» **Selected extract**
· · · · ·
I've been taking serapax (something similar) for over 20yrs. Like you I only take it on occassion where I am likely to have a panic attack like going out. I'm not physicallly dependant on it because if I stay at home for a week or just to the shops I don't take it. BUT I am psychologically dependant on it. After I pop a pill I relax and can socialise. 

The problem is I have never lived to my potential. Every event is graded from a half to 3 tabs for serverely stressful situations. I can never go on holiday because I'd be popping pills every day to cope with the unfamiliar surroundings. And I also know that if I take them 3 days in a row, they soon lose their effectiveness as I become more tolerant. 

This is no way to live your life. I understand what you are saying about controlling your intake but it's a delicate balancing. Situations that you previously were able to cope with soon start making you nervous, and you find yourself reaching for the tablets.
· · · · ·
» **Given records**
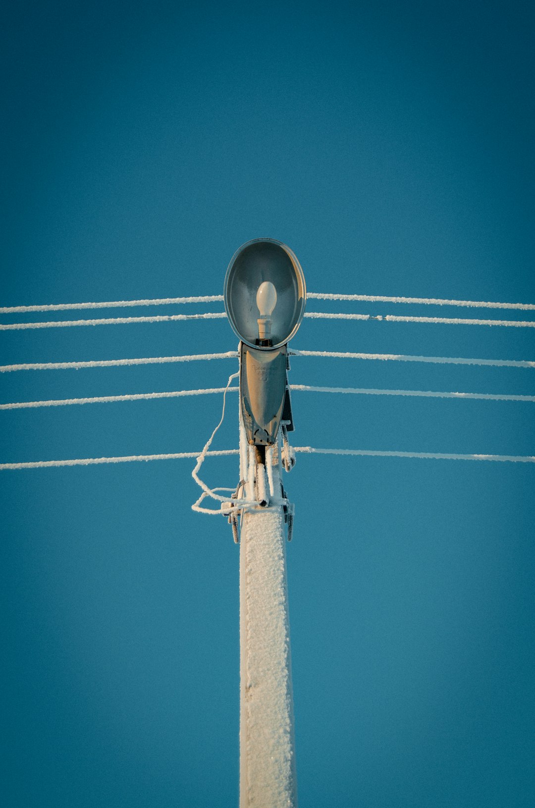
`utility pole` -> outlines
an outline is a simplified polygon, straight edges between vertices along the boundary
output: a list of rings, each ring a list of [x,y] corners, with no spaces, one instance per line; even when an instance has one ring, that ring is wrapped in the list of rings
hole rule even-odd
[[[290,540],[293,506],[282,485],[294,461],[288,342],[306,301],[297,257],[274,239],[248,242],[224,299],[240,339],[240,482],[221,505],[241,545],[240,808],[297,808],[284,529]]]
[[[273,482],[279,488],[278,463]],[[240,537],[240,808],[297,805],[282,505],[243,514]]]

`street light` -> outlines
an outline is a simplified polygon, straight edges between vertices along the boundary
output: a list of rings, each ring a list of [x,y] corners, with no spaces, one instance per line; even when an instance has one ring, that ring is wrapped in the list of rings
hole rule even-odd
[[[240,482],[228,512],[240,541],[240,808],[297,803],[284,523],[293,506],[280,478],[293,465],[288,342],[303,318],[305,277],[289,247],[255,238],[225,278],[239,337]],[[282,441],[280,440],[282,433]],[[281,445],[282,443],[282,445]],[[248,445],[247,445],[248,444]]]
[[[305,313],[305,276],[295,254],[274,238],[255,238],[232,257],[225,309],[240,339],[240,402],[247,440],[264,462],[282,419],[293,429],[287,389],[287,343]]]

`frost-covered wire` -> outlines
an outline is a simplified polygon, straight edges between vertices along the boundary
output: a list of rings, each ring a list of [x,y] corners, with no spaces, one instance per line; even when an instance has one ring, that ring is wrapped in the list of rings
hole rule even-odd
[[[382,320],[387,322],[431,322],[449,326],[514,326],[533,328],[535,320],[474,320],[460,317],[402,317],[397,314],[344,314],[324,311],[305,312],[305,317],[320,320]]]
[[[341,351],[290,351],[292,356],[378,360],[394,362],[431,362],[435,364],[481,364],[498,368],[535,368],[535,362],[508,359],[464,359],[460,356],[411,356],[404,354],[352,353]],[[2,368],[0,367],[0,370]]]
[[[438,452],[380,452],[368,449],[318,449],[312,446],[294,446],[303,454],[358,455],[366,457],[418,457],[423,460],[481,460],[508,463],[535,463],[533,457],[490,454],[444,454]]]
[[[42,402],[14,402],[0,404],[0,410],[22,410],[28,407],[69,406],[73,404],[107,404],[112,402],[137,402],[153,398],[178,398],[182,396],[204,396],[237,391],[238,387],[207,387],[197,390],[171,390],[168,393],[133,393],[123,396],[94,396],[91,398],[58,398]]]
[[[197,483],[197,485],[202,489],[202,494],[200,494],[200,496],[199,497],[199,499],[196,500],[196,502],[194,503],[193,505],[192,505],[192,511],[196,511],[198,513],[208,513],[208,514],[214,514],[214,513],[216,513],[216,514],[221,514],[222,511],[221,511],[221,508],[218,511],[214,511],[213,508],[201,507],[200,507],[200,503],[204,501],[204,499],[206,497],[209,497],[211,499],[215,499],[215,500],[217,500],[219,503],[228,503],[229,502],[229,497],[228,496],[222,497],[217,492],[218,491],[226,491],[227,494],[229,494],[229,493],[230,493],[230,492],[232,492],[234,490],[234,489],[232,489],[232,488],[221,488],[221,487],[219,487],[219,488],[209,488],[209,486],[206,485],[206,483],[203,482],[203,481],[199,477],[199,471],[200,470],[201,465],[204,462],[204,458],[206,457],[206,455],[207,455],[207,453],[209,452],[209,449],[210,448],[212,441],[213,440],[213,439],[214,439],[214,437],[216,436],[216,433],[217,432],[217,430],[219,429],[219,427],[221,427],[221,425],[222,424],[222,423],[223,423],[223,421],[225,419],[225,405],[226,405],[226,393],[227,393],[227,392],[228,392],[229,389],[233,389],[233,388],[230,387],[230,382],[232,381],[233,379],[238,378],[239,377],[239,375],[240,374],[239,374],[239,371],[238,371],[236,373],[231,373],[230,376],[229,377],[229,381],[226,383],[226,387],[225,388],[225,390],[224,390],[224,393],[223,393],[223,409],[222,409],[222,411],[221,411],[221,420],[219,421],[219,423],[217,424],[217,426],[216,427],[216,428],[212,432],[212,435],[210,436],[210,437],[209,438],[209,440],[206,441],[206,443],[204,444],[204,448],[203,448],[202,452],[200,452],[200,454],[197,457],[197,462],[196,462],[196,465],[195,466],[195,469],[192,472],[192,477],[193,478],[193,479],[195,480],[195,482]],[[234,388],[234,389],[237,389],[238,388]],[[238,450],[236,451],[236,453],[238,454]],[[241,507],[253,504],[252,501],[249,500],[249,499],[234,499],[234,503],[237,503],[237,504],[238,504],[238,505],[240,505]]]
[[[384,390],[364,387],[315,387],[311,385],[290,385],[291,390],[310,393],[343,393],[366,396],[421,396],[431,398],[479,398],[488,401],[535,402],[535,396],[508,395],[495,393],[439,393],[434,390]]]
[[[238,449],[219,449],[207,452],[205,457],[222,457],[238,454]],[[152,460],[182,460],[197,457],[198,452],[175,452],[171,454],[126,455],[122,457],[82,457],[76,460],[44,460],[25,463],[0,463],[0,469],[50,469],[70,465],[99,465],[103,463],[147,462]]]
[[[486,401],[535,402],[535,396],[496,393],[445,393],[434,390],[396,390],[364,387],[318,387],[312,385],[290,385],[290,390],[309,393],[340,393],[350,395],[418,396],[431,398],[466,398]],[[59,398],[37,402],[14,402],[0,404],[0,410],[22,410],[32,407],[69,406],[78,404],[106,404],[116,402],[146,401],[154,398],[178,398],[183,396],[202,396],[238,392],[238,387],[208,387],[195,390],[171,390],[164,393],[133,393],[120,396],[94,396],[88,398]]]
[[[478,364],[498,368],[535,368],[535,362],[504,359],[464,359],[459,356],[412,356],[403,354],[354,353],[343,351],[290,351],[292,356],[319,356],[335,359],[361,359],[395,362],[430,362],[435,364]],[[0,372],[19,370],[82,370],[86,368],[117,368],[137,364],[165,364],[173,362],[196,362],[218,359],[236,359],[236,351],[223,353],[191,354],[183,356],[147,356],[139,359],[94,360],[79,362],[27,362],[0,365]]]
[[[236,359],[238,351],[189,354],[183,356],[147,356],[140,359],[107,359],[86,362],[27,362],[23,364],[0,365],[0,373],[16,370],[81,370],[86,368],[119,368],[132,364],[165,364],[171,362],[200,362],[215,359]]]
[[[323,455],[356,455],[367,457],[414,457],[424,460],[474,460],[493,461],[511,463],[535,463],[535,457],[523,457],[519,455],[494,455],[494,454],[444,454],[436,452],[382,452],[369,449],[322,449],[312,446],[295,446],[295,452],[303,454]],[[239,449],[220,449],[209,451],[204,457],[223,457],[237,455]],[[103,463],[130,463],[137,461],[149,461],[153,460],[180,460],[182,458],[198,457],[198,452],[179,452],[174,454],[154,455],[128,455],[123,457],[84,457],[77,460],[48,460],[24,463],[0,463],[0,470],[15,469],[47,469],[59,466],[93,465]],[[230,490],[230,489],[225,489]],[[226,500],[225,500],[226,501]],[[236,500],[234,500],[235,503]]]
[[[309,292],[307,297],[320,301],[360,301],[369,303],[423,303],[426,305],[458,305],[470,309],[524,309],[533,311],[533,303],[491,303],[486,301],[457,301],[440,297],[384,297],[379,295],[336,295]]]
[[[133,322],[172,322],[175,320],[217,320],[226,318],[222,312],[204,314],[158,314],[154,317],[107,317],[98,320],[51,320],[45,322],[11,322],[0,325],[0,330],[17,330],[27,328],[66,328],[74,326],[124,326]]]
[[[369,303],[416,303],[426,305],[467,306],[471,309],[535,309],[533,303],[495,303],[487,301],[460,301],[440,297],[396,297],[381,295],[344,295],[322,292],[310,292],[311,300],[357,301]],[[67,311],[74,309],[118,309],[124,306],[174,305],[182,303],[212,303],[223,300],[222,295],[202,295],[195,297],[154,297],[145,300],[111,301],[98,303],[53,303],[46,305],[0,306],[0,314],[11,314],[38,311]]]
[[[73,309],[120,309],[137,305],[174,305],[176,303],[221,302],[222,295],[202,295],[196,297],[154,297],[137,301],[112,301],[107,303],[53,303],[47,305],[0,306],[0,314],[15,314],[36,311],[68,311]]]
[[[475,320],[449,317],[401,317],[394,314],[353,314],[323,311],[308,311],[305,317],[322,320],[381,320],[387,322],[428,322],[454,326],[512,326],[516,328],[533,328],[530,320]],[[11,322],[0,324],[0,330],[20,330],[28,328],[65,328],[75,326],[124,326],[137,322],[172,322],[176,320],[217,320],[226,318],[223,312],[203,314],[161,314],[154,317],[111,317],[96,320],[51,320],[44,322]]]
· · · · ·
» **Your goal**
Translate this sentence from the forum post about taking anti-anxiety tablets into French: "The problem is I have never lived to my potential."

» **Reply to the task**
Le problème, c'est que je n'ai jamais vécu à la hauteur de mon potentiel.